Data excerpts:
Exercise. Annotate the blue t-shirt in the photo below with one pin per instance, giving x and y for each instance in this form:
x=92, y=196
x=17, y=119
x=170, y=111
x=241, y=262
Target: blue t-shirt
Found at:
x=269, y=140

Problem: Retype each entry without altering a single word.

The completed task:
Exercise. Annotate the blue t-shirt in the photo below with one pin per instance, giving x and y for each instance in this form:
x=92, y=196
x=17, y=119
x=170, y=111
x=241, y=262
Target: blue t-shirt
Found at:
x=269, y=140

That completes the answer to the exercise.